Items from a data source

▬▬▬

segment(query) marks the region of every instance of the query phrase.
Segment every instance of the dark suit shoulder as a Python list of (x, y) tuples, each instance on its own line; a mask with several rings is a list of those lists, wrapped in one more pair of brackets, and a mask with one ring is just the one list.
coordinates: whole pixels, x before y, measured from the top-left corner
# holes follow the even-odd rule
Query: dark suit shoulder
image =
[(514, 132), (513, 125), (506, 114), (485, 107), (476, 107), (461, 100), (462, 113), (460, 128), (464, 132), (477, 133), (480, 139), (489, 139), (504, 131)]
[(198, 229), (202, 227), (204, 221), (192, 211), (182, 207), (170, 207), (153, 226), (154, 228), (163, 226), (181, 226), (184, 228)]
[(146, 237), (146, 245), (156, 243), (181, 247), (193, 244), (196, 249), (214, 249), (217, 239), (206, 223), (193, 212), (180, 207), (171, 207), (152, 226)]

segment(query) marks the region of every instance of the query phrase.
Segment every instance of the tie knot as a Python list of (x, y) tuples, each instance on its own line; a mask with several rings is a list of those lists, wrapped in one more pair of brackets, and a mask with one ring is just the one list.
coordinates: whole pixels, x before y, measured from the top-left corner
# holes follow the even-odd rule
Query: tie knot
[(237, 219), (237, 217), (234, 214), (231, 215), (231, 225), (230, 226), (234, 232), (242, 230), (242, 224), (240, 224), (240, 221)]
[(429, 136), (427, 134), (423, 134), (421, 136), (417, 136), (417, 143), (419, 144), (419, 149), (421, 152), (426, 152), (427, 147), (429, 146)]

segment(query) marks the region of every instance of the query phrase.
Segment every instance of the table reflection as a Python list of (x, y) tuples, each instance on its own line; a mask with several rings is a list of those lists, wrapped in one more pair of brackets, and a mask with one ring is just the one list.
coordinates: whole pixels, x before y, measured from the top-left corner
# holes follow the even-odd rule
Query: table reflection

▬▬▬

Problem to solve →
Transcribe the records in full, word for word.

Response box →
segment(query) marks the region of every instance of the query phrase.
Segment every instance of the dark suit shoulder as a Python list of (x, y) tuples, each instance on its own line; a mask with several rings is a list of those lists, wrapped in one more pair of brackets, and a mask with one ring is just the one list.
coordinates: whole pixels, x before y, measured from the top-left corner
# holes follow the even-odd rule
Query: dark suit shoulder
image =
[(514, 132), (513, 125), (506, 114), (485, 107), (476, 107), (461, 100), (462, 113), (460, 128), (464, 132), (477, 133), (480, 139), (489, 139), (504, 131)]
[(198, 229), (202, 227), (204, 221), (192, 211), (182, 207), (170, 207), (153, 226), (154, 228), (163, 226), (181, 226), (184, 228)]
[(146, 237), (146, 245), (156, 243), (181, 247), (193, 244), (196, 249), (214, 249), (217, 239), (206, 223), (193, 212), (180, 207), (171, 207), (152, 226)]

segment(query) marks the region of every instance of the query phrase.
Segment every instance of the tie knot as a Python list of (x, y) tuples, each instance on its own line; a mask with several rings is a list of those lists, wrapped in one more pair of brackets, and a mask with one ring is just the one list.
coordinates: whole pixels, x before y, measured from the top-left corner
# holes follow the even-odd rule
Query: tie knot
[(237, 219), (237, 217), (234, 214), (231, 215), (231, 225), (230, 226), (234, 232), (242, 230), (242, 224), (240, 224), (240, 221)]
[(429, 136), (427, 134), (423, 134), (421, 136), (417, 136), (417, 143), (419, 144), (419, 149), (421, 152), (426, 152), (427, 147), (429, 146)]

segment(query) marks the region of every instance of the query phrase.
Segment every instance of the table reflection as a Python list of (x, y) tuples, each instance on its own line; a mask with several rings is a list of those lists, wrapped in one more pair of brackets, and a mask with one ring is just the one list.
coordinates: whole pixels, x before y, measured from the top-left corner
# holes follow the even-odd rule
Query: table reflection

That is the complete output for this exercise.